**Given passage**
But what if in the future you want to extend your membership concept to "family memberships", for which you create a Family table and a Family class. In good OO fashion you extract an interface of Family and Person called Member. As long as both classes implement the equals and hashCode methods properly, no other code will have to be touched. Personally, I would have defined the Member interface right up front.
public interface Member {
}
public class Person implements Member {
private int id; // primary key
private String name;
}
public class Family implements Member {
private int id;
private String name;
}
public class Club {
private String name; // primary key
}
public class Membership {
private Member member;
private Club club;
private Date expires;
}
If, you had used ID's in your interface, you will either need to enforce cross-table uniqueness of key values, or maintain two separate Maps and forgo the nice polymorphic interface stuff.
Believe me, unless you are writing one-off, disposable applications, you want to avoid using ID's in your interface.

Assuming this is a database ID or something used just for indexing (rather than something like an SSN), then in an ideal system, the presence of an ID is an implementation detail.
As an implementation detail, I would prefer to hide it in the interface of other domain objects. Thus, membership involves, fundamentally, individuals rather than numbers.
Of course, I'd make sure I implemented hashCode and equals() and documented well what they meant.
In that case, I would explicitly document that the equality of two Person objects is determined solely based on ID. This is somewhat a risky proposition, but makes code more readable if you can ensure it. I feel more comfortable making it when my objects are immutable, so I would not actually end up with two Person objects with the same ID but different names in the lifetime of the program.

I think the first case would be considered "purer" in the sense that the getMembership method might require more specific data from the person itself other than its id (Let's assume you do not know the internals of the getMembership method, even though this makes little sense since it's most likely in the same domain).
If it turns out that it actually requires data from the Person entity then it will not require a DAO or factory for the person in question.
This can be easily called if your language and/or ORM allows you to use proxy objects (and if you have a convenient way to create these proxies).
But lets be honest. If you're inquiring about some membership of a person, you most likely already have this Person instance in memory at hand when you call this method.
Further down the road in the "infrastructure land" there's also this notion about implementation details which Uri already mentioned while I was writing this answer (damn, that was fast bro'!). To be specific, what if you decided that this 'Person' concept suddenly has a composite primary key/identifier in the underlying database... Would you now use an identifier class? Perhaps use that proxy we were talking about?
TL;DR version
Using ID's is really easier in the short run, but if you're already using a solid ORM, I see no reason not to use proxies or some other means to express the object oriented identity of an Entity which doesn't leak implementation details.

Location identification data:
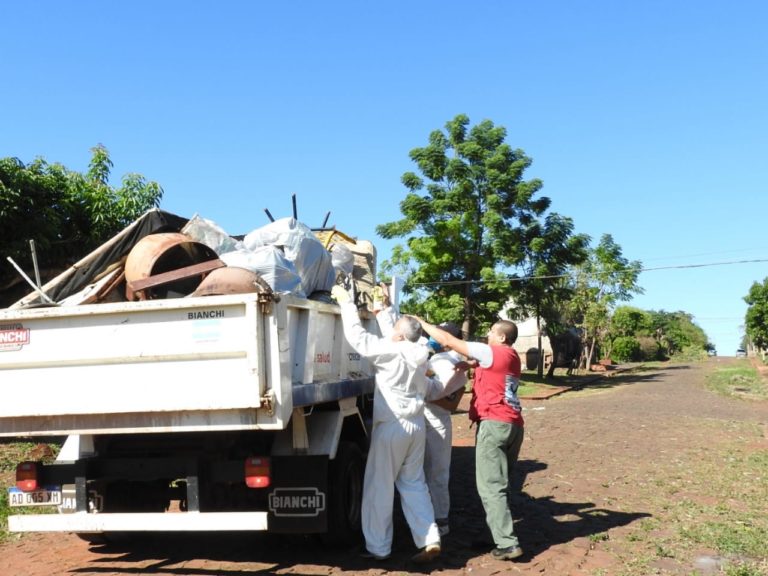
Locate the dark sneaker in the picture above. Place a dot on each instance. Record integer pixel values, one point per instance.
(427, 554)
(372, 556)
(509, 553)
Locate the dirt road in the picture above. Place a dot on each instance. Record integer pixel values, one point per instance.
(593, 472)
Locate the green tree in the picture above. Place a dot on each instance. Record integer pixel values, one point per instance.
(66, 213)
(676, 331)
(756, 318)
(549, 249)
(464, 220)
(604, 279)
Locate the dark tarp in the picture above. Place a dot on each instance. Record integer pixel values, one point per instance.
(84, 272)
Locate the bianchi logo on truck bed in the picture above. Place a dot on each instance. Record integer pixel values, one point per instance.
(304, 502)
(13, 337)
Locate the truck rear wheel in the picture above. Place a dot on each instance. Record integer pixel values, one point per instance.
(345, 496)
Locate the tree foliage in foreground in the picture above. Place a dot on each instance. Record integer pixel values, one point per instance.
(469, 219)
(756, 317)
(66, 213)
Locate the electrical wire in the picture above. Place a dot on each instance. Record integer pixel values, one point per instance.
(567, 275)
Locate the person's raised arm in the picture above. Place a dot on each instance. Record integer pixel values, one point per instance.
(444, 338)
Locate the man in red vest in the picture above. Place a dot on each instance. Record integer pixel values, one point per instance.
(495, 408)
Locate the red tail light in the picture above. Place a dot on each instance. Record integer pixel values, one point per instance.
(26, 476)
(257, 472)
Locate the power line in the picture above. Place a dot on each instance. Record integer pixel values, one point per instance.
(567, 275)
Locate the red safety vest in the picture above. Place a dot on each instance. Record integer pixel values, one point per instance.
(489, 386)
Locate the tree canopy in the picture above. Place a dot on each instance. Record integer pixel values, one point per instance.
(603, 280)
(66, 213)
(756, 317)
(470, 219)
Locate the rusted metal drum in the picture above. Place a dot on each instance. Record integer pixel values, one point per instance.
(232, 280)
(165, 252)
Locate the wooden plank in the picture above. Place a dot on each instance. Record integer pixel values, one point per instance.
(173, 275)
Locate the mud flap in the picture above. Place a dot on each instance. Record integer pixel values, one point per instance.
(298, 498)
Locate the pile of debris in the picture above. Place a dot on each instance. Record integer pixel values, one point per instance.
(162, 255)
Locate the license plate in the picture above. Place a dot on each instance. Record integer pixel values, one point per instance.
(48, 496)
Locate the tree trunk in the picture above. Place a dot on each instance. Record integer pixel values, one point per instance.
(540, 355)
(554, 342)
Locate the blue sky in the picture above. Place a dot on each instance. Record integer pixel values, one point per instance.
(646, 120)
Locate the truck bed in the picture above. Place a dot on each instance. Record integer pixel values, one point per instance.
(238, 362)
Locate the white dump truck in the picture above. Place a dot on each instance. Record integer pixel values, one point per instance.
(232, 409)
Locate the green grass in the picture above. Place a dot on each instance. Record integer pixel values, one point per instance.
(739, 379)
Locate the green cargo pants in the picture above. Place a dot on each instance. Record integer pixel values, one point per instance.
(497, 446)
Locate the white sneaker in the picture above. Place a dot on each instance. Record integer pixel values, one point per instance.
(427, 554)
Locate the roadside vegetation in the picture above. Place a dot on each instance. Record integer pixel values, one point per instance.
(739, 379)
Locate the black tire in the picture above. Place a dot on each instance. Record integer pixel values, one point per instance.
(345, 496)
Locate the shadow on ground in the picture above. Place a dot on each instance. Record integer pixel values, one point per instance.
(540, 523)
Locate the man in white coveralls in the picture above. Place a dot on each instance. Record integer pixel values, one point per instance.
(447, 377)
(396, 453)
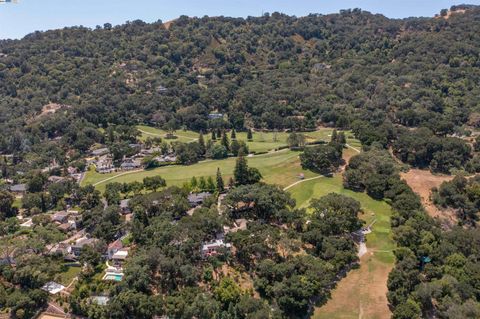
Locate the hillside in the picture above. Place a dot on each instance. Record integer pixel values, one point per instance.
(273, 71)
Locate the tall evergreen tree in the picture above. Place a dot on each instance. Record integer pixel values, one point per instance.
(334, 136)
(341, 139)
(220, 184)
(249, 135)
(240, 172)
(202, 183)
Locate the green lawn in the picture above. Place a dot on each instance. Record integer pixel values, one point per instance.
(66, 277)
(262, 141)
(378, 211)
(281, 168)
(182, 136)
(362, 293)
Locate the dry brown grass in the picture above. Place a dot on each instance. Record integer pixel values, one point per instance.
(422, 182)
(362, 294)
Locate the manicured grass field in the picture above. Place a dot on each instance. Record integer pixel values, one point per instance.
(66, 277)
(262, 141)
(362, 293)
(281, 168)
(182, 136)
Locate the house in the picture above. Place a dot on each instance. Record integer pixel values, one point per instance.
(119, 257)
(100, 300)
(60, 217)
(129, 164)
(113, 248)
(68, 226)
(124, 206)
(76, 249)
(104, 165)
(195, 199)
(60, 249)
(212, 248)
(100, 151)
(19, 189)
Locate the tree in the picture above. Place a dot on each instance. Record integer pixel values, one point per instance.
(193, 182)
(217, 151)
(220, 183)
(322, 158)
(240, 172)
(296, 140)
(243, 174)
(225, 142)
(154, 182)
(210, 184)
(202, 184)
(6, 205)
(334, 136)
(237, 145)
(201, 142)
(249, 135)
(408, 310)
(228, 291)
(335, 214)
(36, 183)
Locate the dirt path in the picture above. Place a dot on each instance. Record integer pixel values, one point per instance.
(362, 294)
(163, 135)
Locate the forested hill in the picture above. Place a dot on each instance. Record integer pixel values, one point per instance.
(274, 71)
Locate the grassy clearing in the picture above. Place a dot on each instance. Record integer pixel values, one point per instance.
(362, 293)
(66, 277)
(281, 168)
(182, 136)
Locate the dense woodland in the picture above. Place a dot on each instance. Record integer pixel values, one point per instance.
(407, 88)
(436, 272)
(350, 70)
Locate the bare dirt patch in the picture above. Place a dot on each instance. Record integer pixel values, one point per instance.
(422, 182)
(362, 294)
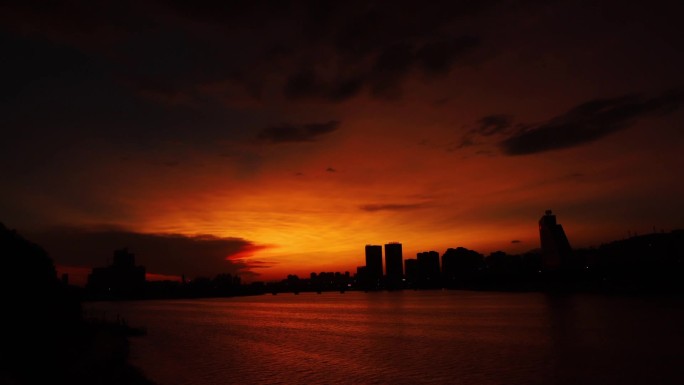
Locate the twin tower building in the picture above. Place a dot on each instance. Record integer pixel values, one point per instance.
(394, 264)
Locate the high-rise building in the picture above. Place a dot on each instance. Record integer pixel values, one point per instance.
(556, 249)
(394, 264)
(412, 271)
(374, 263)
(428, 267)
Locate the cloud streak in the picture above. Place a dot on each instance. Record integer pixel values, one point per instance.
(166, 254)
(585, 123)
(373, 207)
(290, 133)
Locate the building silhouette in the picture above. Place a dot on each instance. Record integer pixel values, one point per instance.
(555, 247)
(411, 272)
(394, 265)
(373, 270)
(428, 269)
(122, 279)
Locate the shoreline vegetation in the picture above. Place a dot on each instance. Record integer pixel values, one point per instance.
(45, 336)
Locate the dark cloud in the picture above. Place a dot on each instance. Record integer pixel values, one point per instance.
(588, 122)
(493, 124)
(392, 206)
(288, 133)
(582, 124)
(167, 254)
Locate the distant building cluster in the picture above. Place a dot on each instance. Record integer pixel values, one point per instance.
(458, 267)
(122, 279)
(639, 263)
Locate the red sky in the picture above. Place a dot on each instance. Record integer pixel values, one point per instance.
(285, 137)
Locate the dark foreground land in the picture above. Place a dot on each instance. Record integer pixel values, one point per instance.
(45, 339)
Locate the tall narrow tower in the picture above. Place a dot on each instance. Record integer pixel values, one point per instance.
(374, 263)
(394, 263)
(556, 249)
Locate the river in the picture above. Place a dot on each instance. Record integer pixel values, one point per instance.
(409, 337)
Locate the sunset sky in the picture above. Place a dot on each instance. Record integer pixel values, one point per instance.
(270, 138)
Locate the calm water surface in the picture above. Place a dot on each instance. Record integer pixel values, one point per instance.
(431, 337)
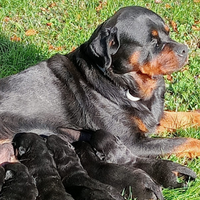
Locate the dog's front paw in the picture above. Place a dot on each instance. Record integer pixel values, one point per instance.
(143, 187)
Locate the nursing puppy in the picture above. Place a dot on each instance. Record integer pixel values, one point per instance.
(31, 150)
(75, 178)
(18, 183)
(110, 149)
(120, 177)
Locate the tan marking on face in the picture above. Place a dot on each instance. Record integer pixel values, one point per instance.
(134, 60)
(164, 63)
(154, 33)
(140, 124)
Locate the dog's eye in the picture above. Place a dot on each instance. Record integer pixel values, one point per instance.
(156, 42)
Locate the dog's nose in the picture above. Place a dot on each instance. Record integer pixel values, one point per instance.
(182, 50)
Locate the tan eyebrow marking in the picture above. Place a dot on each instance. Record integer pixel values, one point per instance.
(167, 28)
(154, 33)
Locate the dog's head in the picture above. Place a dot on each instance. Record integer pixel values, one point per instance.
(136, 39)
(135, 43)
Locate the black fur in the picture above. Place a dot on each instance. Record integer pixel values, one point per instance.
(18, 183)
(31, 150)
(75, 178)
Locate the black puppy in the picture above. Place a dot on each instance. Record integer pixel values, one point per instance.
(110, 149)
(2, 175)
(113, 82)
(19, 184)
(75, 178)
(119, 176)
(31, 150)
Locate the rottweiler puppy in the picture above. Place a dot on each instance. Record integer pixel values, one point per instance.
(75, 178)
(110, 149)
(6, 153)
(113, 82)
(31, 150)
(119, 176)
(18, 183)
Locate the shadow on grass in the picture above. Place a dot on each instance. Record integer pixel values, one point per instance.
(17, 56)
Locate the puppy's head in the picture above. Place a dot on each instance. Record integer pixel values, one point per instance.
(136, 39)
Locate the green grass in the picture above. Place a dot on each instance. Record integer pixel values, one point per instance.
(62, 26)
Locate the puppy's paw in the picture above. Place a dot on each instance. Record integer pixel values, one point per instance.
(171, 174)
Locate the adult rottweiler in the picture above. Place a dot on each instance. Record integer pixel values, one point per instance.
(18, 183)
(31, 150)
(74, 177)
(113, 82)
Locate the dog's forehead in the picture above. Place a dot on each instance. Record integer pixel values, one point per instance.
(133, 20)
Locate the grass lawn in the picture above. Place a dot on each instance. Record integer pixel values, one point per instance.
(31, 31)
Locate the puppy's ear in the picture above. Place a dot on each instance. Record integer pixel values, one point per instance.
(9, 174)
(104, 43)
(22, 150)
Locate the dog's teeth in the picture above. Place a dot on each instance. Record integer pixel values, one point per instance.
(131, 97)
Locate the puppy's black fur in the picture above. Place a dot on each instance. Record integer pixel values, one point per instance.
(75, 178)
(31, 150)
(19, 184)
(119, 176)
(110, 149)
(113, 82)
(2, 175)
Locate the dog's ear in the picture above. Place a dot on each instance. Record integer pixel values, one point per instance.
(104, 43)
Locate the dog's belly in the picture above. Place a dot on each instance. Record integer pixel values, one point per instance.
(31, 100)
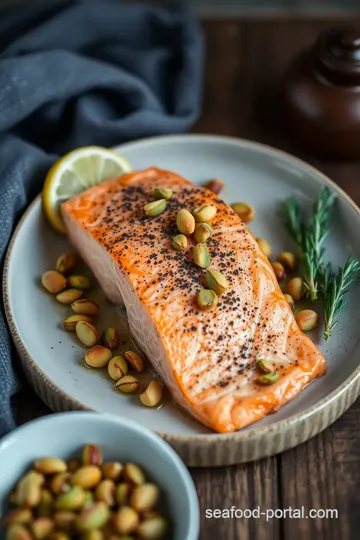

**What this exercise asks**
1 – Name each type that the code in the membership discussion declares as a public interface or public class.
2 – Please write out everything in the membership discussion from "I think the" down to "create these proxies).".

**Correct answers**
1 – Member, Person, Family, Club, Membership

2 –
I think the first case would be considered "purer" in the sense that the getMembership method might require more specific data from the person itself other than its id (Let's assume you do not know the internals of the getMembership method, even though this makes little sense since it's most likely in the same domain).
If it turns out that it actually requires data from the Person entity then it will not require a DAO or factory for the person in question.
This can be easily called if your language and/or ORM allows you to use proxy objects (and if you have a convenient way to create these proxies).